» **What to produce**:
Rescale the records starting with the line containing "Q: Locate the bank" and going on through the end of the records. Copy every line again, requests included, but multiply each point coordinate in the answers by 2.3 and round it to a whole number, with halves rounded up. Leave the coordinates in the requests' format samples unchanged.

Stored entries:
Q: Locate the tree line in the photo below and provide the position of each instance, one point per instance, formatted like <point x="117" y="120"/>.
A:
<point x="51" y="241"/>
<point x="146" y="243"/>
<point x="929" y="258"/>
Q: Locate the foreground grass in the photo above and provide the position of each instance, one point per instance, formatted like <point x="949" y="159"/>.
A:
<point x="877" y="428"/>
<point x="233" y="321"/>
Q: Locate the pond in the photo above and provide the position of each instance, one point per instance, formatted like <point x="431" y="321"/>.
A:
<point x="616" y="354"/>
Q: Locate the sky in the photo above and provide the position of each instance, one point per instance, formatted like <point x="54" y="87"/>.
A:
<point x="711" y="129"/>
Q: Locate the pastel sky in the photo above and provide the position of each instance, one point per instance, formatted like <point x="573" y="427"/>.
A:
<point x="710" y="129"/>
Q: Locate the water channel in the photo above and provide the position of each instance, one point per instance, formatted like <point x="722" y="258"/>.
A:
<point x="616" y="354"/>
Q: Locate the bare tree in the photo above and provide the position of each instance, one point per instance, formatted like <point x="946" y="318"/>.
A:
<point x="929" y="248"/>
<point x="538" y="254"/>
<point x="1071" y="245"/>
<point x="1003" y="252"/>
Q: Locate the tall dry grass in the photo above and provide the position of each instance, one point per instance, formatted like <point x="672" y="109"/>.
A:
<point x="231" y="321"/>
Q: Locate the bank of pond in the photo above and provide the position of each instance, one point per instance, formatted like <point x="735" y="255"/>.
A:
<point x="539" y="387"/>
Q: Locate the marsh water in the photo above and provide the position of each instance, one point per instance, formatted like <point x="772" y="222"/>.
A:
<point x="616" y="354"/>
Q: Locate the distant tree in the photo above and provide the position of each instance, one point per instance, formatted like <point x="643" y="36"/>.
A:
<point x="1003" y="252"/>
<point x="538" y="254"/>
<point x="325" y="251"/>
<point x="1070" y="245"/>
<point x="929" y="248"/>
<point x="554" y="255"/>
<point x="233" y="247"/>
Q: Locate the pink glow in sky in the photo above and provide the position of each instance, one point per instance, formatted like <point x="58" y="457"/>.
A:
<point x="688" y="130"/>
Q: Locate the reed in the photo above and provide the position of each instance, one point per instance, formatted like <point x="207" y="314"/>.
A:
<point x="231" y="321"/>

» **Exercise answer**:
Q: Locate the bank of pond in the photo above and provide the position of each instance, one point per instance, formatted like <point x="735" y="255"/>.
A:
<point x="1240" y="890"/>
Q: Locate the marsh water in the photo above and provide the position of each instance, one point per instance, formatted like <point x="772" y="222"/>.
A:
<point x="1417" y="814"/>
Q: Locate the distant tree in the photo above and provide the position of each instance, one point per instance, formatted like <point x="643" y="36"/>.
A:
<point x="2307" y="580"/>
<point x="1237" y="584"/>
<point x="748" y="577"/>
<point x="2461" y="564"/>
<point x="2137" y="570"/>
<point x="1274" y="587"/>
<point x="536" y="568"/>
Q: Locate the pink glow in sky in the photo above and provide the position of each instance, one point per instance, formatted like <point x="58" y="457"/>.
A:
<point x="1582" y="299"/>
Q: Locate the reed in the photo above and provide the position of each instance, one point per instance, formatted like <point x="207" y="314"/>.
A:
<point x="531" y="738"/>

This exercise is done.